What you will do: Turn every line of the listing below into a numbered list, and leave out any blank lines.

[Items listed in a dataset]
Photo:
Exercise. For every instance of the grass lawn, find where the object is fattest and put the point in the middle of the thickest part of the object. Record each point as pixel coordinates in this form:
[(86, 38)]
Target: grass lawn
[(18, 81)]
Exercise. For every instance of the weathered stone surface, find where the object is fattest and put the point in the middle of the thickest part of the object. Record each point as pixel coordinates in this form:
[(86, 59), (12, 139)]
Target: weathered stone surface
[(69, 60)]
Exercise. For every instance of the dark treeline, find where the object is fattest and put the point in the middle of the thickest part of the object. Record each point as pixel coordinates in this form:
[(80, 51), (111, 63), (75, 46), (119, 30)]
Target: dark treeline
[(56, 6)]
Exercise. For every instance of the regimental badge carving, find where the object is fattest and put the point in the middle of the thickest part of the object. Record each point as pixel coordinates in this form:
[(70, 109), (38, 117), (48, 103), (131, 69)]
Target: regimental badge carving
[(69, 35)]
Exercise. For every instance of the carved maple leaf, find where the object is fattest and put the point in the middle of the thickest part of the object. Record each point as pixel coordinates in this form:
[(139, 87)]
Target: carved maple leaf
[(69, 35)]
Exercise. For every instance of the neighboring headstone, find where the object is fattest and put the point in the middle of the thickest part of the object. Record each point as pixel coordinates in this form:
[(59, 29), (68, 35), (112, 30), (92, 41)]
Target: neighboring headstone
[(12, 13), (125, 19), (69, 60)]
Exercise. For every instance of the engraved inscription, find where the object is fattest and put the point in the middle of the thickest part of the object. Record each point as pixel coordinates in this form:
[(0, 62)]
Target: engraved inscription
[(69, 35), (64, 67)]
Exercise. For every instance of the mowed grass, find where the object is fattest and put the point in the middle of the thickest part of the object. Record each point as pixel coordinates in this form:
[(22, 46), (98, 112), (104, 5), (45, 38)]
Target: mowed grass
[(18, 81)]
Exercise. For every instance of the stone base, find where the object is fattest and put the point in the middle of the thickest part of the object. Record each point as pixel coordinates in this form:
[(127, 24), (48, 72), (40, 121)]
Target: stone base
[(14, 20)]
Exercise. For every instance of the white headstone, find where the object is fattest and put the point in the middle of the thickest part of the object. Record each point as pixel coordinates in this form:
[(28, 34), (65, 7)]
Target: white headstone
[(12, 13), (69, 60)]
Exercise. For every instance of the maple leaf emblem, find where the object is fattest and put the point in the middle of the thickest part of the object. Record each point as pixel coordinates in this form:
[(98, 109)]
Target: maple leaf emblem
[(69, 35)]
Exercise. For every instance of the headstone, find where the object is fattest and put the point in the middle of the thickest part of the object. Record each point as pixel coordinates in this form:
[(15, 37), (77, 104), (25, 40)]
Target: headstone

Result of this task:
1. Photo:
2. Exercise. For every instance of the grass lawn, find where the object is fattest and put the point in the middle of the thickest part of the object. Record each point as pixel coordinates in this form:
3. [(86, 38)]
4. Target: grass lawn
5. [(18, 81)]
6. Exercise. For every instance of the weathered stone surface, find where the object is fattest and put the point in the middle of the thickest part of the object. Record each point as pixel coordinates in this form:
7. [(86, 59), (12, 139)]
8. Target: weathered stone surface
9. [(69, 60)]
10. Exercise. For every instance of the dark treeline, find where the object is fattest and put the point in the middle of the thickest part of the object. Record each point as pixel coordinates in this form:
11. [(80, 51), (111, 63), (75, 46), (119, 30)]
12. Target: dark treeline
13. [(56, 6)]
14. Exercise. For every instance of the regimental badge carving, find where the object is fattest and put the point in the middle of the thickest part of the object. Record each point as pixel coordinates in this form:
15. [(70, 109), (38, 117), (48, 103), (131, 69)]
16. Target: regimental badge carving
17. [(69, 35)]
18. Exercise. For every instance of the carved maple leaf, find where the object is fattest and put the point in the middle of the thickest part of the object. Record each point as pixel coordinates in this form:
19. [(139, 87)]
20. Target: carved maple leaf
21. [(69, 35)]
22. Exercise. For every instance of the neighboring headstone, find where the object is fattest and put the point in the middle of the thickest part of the object. Record each point as pixel coordinates in this form:
23. [(59, 29), (68, 35), (112, 30), (92, 41)]
24. Target: neighboring headstone
25. [(12, 13), (125, 19), (69, 60)]
26. Exercise. For every instance of the engraved inscription, find where the object is fattest and put the point in the middle of the thickest part of the object. Record each point as pixel coordinates in this form:
27. [(0, 62)]
28. Target: engraved inscription
29. [(69, 35), (64, 67)]
30. Exercise. For every instance of the mowed grass, find where the object is fattest and put the point in the middle of the thickest part of the object. Record each point as pixel coordinates in this form:
31. [(22, 46), (98, 112), (104, 5), (45, 38)]
32. Target: mowed grass
33. [(18, 81)]
34. Exercise. For every instance of the stone base, find where the object is fattest and put the point in the middle of the thickest part of the object. Record each point as pixel coordinates in this form:
35. [(127, 24), (48, 72), (40, 121)]
36. Target: stone base
37. [(14, 20)]
38. Exercise. For every instance of the white headstone, find where the object is fattest and put the point in the middle of the thickest part of the object. Record each point as pixel coordinates in this form:
39. [(28, 34), (65, 7)]
40. Target: white headstone
41. [(12, 13), (69, 60)]
42. Exercise. For every instance of the maple leaf emblem, find where the object is fattest and put the point in the middle of the thickest part of the object. Record each point as pixel coordinates in this form:
43. [(98, 109)]
44. Target: maple leaf emblem
45. [(69, 35)]
46. Exercise. For every instance of the headstone, find where the object is fattest and put the point in the middle of the thickest part of the object. Record each point as pixel coordinates in this form:
47. [(15, 37), (77, 104), (25, 40)]
48. Target: headstone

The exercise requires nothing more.